**EXERCISE REQUIREMENTS:** Reproduce verbatim the section of the text on Illinois Route 113 that begins at the words "Illinois Route 113 (IL" and ends after the words "45) and US 52.".

**GIVEN TEXT:**
□ □ □ □ □

- IL 113 highlighted in red

Route information
- Maintained by IDOT
- Length: 33.95 mi (54.64 km)
- Existed: 1924–present

Major junctions
- Northwest end: IL 47 in Mazon
- I-55 in Braidwood
- Southeast end: IL 17 in Kankakee

Location
- Country: United States
- State: Illinois
- Counties: Grundy, Will, Kankakee

Highway system
- Illinois State Highway System; Interstate; US; State; Tollways; Scenic;
| ← IL 111 |  | → IL 114 |

= Illinois Route 113 =

State highway in Illinois, United States

Illinois Route 113 (IL 113) is a 33.95 mi two-lane state route that runs east from IL 47 north of Mazon and east of Seneca to IL 17 in western Kankakee, just across the Kankakee River from U.S. Route 45 (US 45) and US 52.

== Route description ==
Route 113 begins at a junction with Route 47 in Grundy County north of Mazon. From here, the route heads east through a rural area before passing through Coal City and Diamond. At the eastern edge of Diamond, Route 113 meets Interstate 55. Past this junction, the route turns southward, entering Braidwood along Division Street. The highway turns east onto Main Street and intersects Illinois Route 129 and Illinois Route 53 at separate junctions. After leaving Braidwood to the east, Route 113 follows the southern bank of the Kankakee River; Illinois Route 102 parallels this stretch of the route on the northern bank of the river. At Custer Park, the route crosses the Wauponsee Glacial Trail. Past Custer Park, the route runs past Kankakee River State Park. It then meets County Route 20, which crosses the river and connects Route 113 to Route 102. Past this junction, Route 113 enters Kankakee County. The road continues to follow the river into Kankakee, where it terminates at Route 17.

□ □ □ □ □

**SOURCE MATERIAL:**
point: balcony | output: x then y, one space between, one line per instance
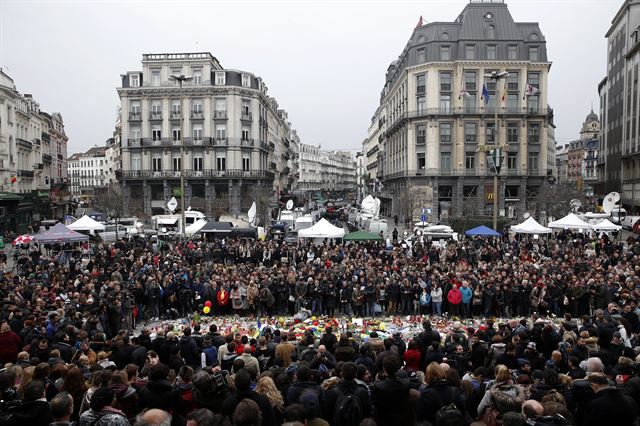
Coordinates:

□ □ □ □ □

**SOLUTION FOR THIS EXERCISE:**
Illinois Route 113 (IL 113) is a 33.95 mi two-lane state route that runs east from IL 47 north of Mazon and east of Seneca to IL 17 in western Kankakee, just across the Kankakee River from U.S. Route 45 (US 45) and US 52.